• _WHAT YOU NEED TO DO_: Below are the entries; output exactly the lines from the one containing "Query string: woman's face" through the final line, inclusive.

=== Begin Enclosure ===

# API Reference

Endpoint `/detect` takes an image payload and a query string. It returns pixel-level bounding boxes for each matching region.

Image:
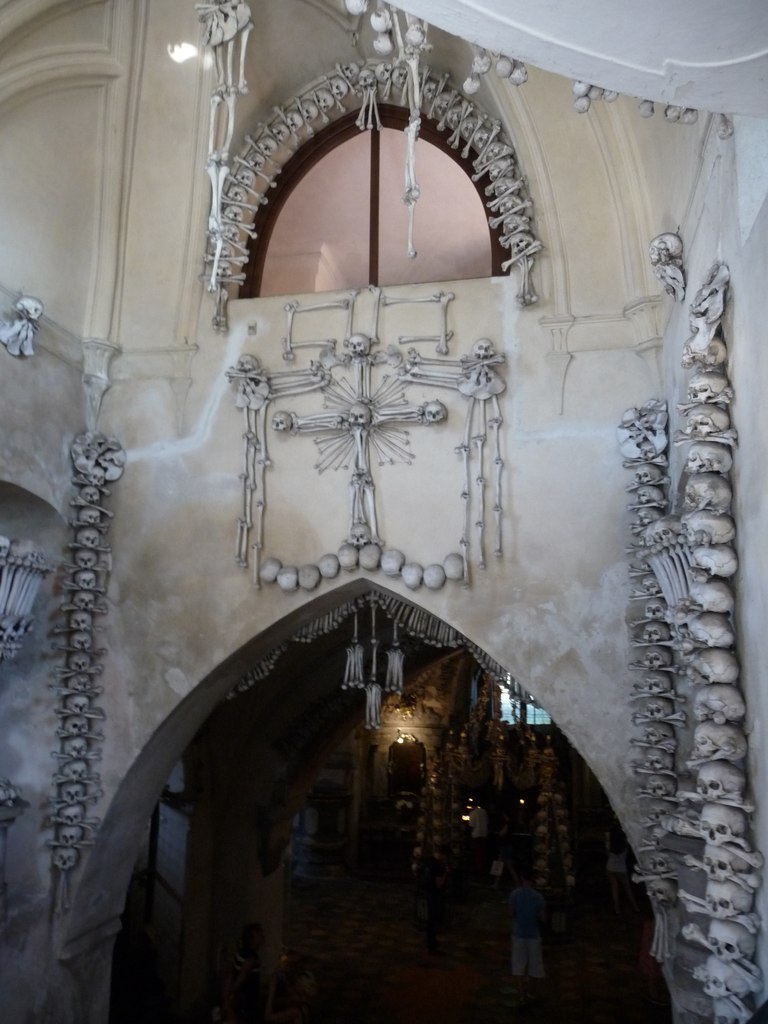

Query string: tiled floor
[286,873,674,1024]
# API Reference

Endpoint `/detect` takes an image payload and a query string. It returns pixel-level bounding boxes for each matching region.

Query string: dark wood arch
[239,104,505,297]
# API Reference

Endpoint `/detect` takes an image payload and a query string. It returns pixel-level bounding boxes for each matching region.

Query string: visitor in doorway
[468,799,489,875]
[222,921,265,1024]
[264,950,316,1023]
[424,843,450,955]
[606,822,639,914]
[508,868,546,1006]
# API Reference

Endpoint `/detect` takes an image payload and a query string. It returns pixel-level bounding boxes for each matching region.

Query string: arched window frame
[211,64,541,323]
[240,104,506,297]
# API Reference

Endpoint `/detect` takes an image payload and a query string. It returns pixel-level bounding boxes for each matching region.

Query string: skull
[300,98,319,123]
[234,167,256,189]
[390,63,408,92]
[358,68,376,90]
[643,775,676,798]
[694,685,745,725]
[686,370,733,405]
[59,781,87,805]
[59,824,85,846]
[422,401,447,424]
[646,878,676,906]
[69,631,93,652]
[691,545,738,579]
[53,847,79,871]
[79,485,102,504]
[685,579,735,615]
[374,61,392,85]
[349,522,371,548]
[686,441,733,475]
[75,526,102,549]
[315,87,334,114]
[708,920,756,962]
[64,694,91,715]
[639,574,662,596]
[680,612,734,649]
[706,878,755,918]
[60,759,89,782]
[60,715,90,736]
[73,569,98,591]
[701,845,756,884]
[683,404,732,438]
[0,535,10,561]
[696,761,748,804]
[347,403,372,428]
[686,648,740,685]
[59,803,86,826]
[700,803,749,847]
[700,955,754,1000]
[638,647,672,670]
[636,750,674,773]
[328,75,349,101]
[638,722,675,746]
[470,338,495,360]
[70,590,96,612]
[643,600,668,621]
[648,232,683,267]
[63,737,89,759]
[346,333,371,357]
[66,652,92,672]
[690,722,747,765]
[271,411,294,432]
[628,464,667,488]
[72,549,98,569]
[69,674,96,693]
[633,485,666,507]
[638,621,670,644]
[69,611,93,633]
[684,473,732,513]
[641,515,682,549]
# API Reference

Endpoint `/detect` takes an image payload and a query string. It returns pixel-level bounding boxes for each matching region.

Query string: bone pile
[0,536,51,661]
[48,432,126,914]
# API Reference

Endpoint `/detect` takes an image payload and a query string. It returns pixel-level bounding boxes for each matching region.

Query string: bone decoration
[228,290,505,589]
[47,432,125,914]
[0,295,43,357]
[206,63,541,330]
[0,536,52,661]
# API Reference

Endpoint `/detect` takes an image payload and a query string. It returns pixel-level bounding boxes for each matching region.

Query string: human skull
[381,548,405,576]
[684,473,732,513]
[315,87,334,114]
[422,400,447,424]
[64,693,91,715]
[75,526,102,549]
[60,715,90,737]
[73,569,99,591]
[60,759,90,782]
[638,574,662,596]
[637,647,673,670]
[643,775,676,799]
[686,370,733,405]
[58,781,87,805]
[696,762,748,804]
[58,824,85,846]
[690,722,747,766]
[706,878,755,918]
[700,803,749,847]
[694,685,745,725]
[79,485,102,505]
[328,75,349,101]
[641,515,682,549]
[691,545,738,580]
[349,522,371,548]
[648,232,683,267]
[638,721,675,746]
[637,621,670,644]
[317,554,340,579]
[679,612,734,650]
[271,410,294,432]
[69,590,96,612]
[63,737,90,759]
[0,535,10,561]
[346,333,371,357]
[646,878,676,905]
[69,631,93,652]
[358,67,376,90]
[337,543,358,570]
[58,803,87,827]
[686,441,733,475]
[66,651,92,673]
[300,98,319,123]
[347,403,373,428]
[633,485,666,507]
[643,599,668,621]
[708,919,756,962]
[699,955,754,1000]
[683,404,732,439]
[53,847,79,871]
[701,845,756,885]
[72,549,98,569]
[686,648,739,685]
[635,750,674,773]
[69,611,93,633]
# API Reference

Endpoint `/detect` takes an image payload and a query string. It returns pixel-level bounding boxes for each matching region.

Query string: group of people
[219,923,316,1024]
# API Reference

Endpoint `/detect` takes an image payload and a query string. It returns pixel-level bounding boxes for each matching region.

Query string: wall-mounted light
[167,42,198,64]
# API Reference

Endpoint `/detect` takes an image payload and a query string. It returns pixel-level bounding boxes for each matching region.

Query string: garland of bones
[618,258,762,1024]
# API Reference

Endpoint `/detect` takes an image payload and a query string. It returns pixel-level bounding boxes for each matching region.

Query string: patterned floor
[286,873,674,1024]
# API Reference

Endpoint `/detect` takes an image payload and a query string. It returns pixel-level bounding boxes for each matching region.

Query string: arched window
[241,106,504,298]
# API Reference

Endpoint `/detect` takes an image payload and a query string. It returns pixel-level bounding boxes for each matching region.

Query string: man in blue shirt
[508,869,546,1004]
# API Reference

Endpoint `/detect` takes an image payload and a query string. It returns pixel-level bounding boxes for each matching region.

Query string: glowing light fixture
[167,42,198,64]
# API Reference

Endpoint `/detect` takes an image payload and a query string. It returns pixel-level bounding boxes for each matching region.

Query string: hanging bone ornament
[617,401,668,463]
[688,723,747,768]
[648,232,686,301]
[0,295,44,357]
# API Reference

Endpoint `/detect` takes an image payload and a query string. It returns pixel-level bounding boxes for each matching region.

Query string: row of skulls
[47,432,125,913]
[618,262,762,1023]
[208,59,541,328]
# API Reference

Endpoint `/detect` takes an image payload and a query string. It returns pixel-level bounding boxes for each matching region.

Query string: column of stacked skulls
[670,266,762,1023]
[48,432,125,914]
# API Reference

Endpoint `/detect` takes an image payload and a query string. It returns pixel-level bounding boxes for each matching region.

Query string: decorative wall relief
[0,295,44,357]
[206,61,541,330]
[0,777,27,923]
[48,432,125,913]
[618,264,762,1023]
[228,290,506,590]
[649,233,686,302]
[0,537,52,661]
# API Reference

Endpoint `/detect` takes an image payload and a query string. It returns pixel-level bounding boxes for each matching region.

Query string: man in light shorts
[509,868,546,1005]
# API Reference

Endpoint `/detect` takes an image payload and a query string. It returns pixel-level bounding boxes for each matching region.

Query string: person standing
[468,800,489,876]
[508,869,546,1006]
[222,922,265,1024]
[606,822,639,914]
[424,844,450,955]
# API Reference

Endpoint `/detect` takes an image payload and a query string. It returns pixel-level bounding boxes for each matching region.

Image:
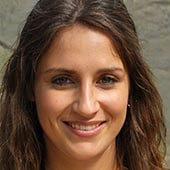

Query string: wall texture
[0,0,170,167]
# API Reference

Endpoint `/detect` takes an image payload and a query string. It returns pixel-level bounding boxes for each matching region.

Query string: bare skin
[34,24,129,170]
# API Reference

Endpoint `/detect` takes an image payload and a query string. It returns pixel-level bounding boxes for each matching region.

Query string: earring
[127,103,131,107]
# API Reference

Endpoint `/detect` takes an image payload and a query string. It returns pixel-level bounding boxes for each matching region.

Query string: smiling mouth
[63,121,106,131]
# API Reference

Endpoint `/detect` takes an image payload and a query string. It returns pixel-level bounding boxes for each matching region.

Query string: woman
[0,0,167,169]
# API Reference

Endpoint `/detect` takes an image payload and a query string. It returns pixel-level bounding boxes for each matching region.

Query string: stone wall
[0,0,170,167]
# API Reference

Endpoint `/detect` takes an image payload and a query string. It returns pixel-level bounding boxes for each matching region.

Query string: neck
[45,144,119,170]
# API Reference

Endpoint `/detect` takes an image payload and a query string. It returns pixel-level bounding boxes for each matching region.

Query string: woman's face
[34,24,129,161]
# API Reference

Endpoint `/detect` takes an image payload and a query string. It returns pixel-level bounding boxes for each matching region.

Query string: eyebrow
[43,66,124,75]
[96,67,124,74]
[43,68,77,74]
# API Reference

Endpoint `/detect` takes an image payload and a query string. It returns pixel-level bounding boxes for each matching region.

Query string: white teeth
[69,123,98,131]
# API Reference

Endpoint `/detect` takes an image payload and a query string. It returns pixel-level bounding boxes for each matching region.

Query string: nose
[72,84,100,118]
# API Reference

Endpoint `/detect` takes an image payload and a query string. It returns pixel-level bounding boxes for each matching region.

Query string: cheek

=== End Enclosure ===

• _EXERCISE ANSWER_:
Query string: woman's face
[34,24,129,161]
# API Reference

Endpoint `/detect` takes an image payload and a query string. It returns pixel-level bounding boxes for each matching region.

Query string: eyebrow
[43,66,124,75]
[96,67,124,74]
[43,68,77,74]
# API Reference

Endpoint `/detect` takes an image payload and a query string. It returns pixel-level bounding boxes for each matching region.

Query string: white teeth
[69,123,98,131]
# API Reference

Endpoint `/detect` takes an image payload and a query string. It returns pixel-level bounding boxes for each matching region.

Query string: nose
[72,84,100,118]
# API Reference

Endpoint `/detect` takes an image payload and a query string. It returns pixel-level bounding boxes for each matching region.

Query string: cheek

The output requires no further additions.